— Exercise aim —
Starting at the line containing "Where in the photo below can the overhead" and ending at the line containing "Where in the photo above can the hanging", transcribe the listing below exactly. Keep both end lines, skip the pictures, and copy nothing else.

— Information supplied —
════════
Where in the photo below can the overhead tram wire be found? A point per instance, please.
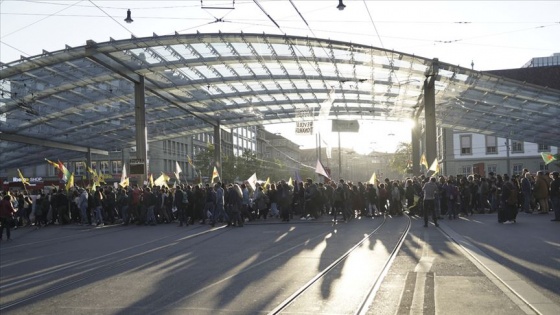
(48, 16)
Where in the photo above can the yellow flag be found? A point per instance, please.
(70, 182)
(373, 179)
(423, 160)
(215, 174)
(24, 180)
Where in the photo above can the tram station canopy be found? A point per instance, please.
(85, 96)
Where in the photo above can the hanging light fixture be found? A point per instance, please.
════════
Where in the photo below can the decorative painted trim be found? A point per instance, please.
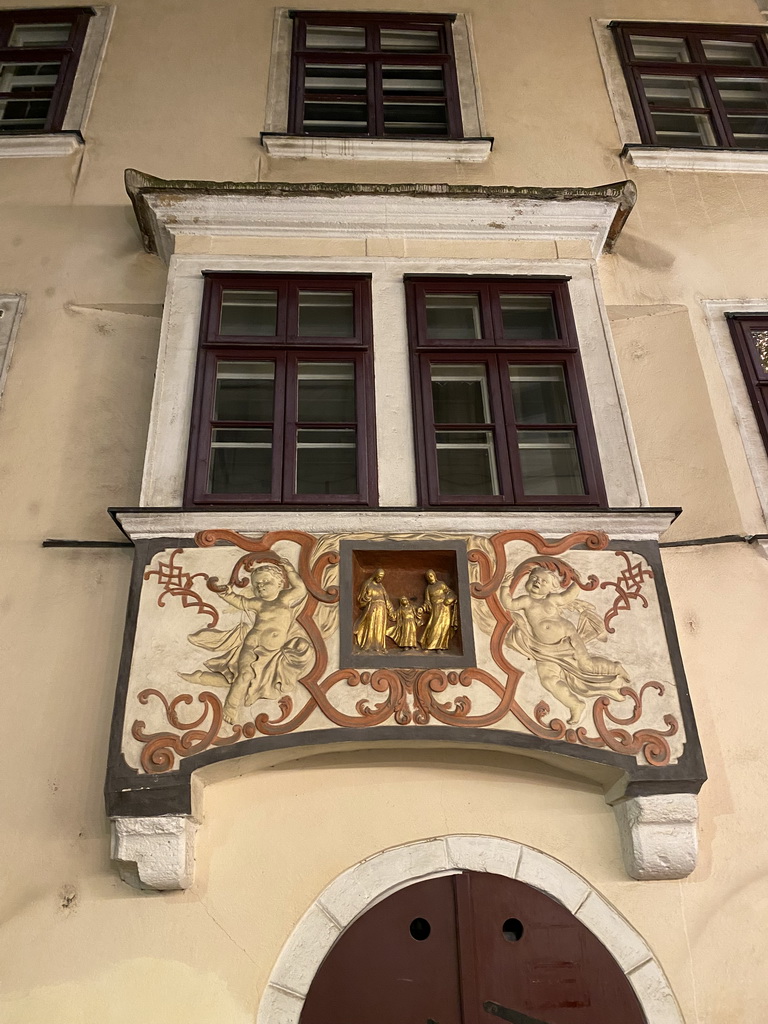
════════
— Output —
Where in the photo below can the overhead tram wire be found? A point per instance, please.
(48, 16)
Where in the photo above can the yellow flag be found? A point per instance, please.
(70, 182)
(373, 179)
(423, 160)
(215, 174)
(24, 180)
Where in the photo above can the tram station canopy be found? A point per instance, please.
(85, 96)
Where in the photo above can the hanging light fixture be found? A point per instance, please.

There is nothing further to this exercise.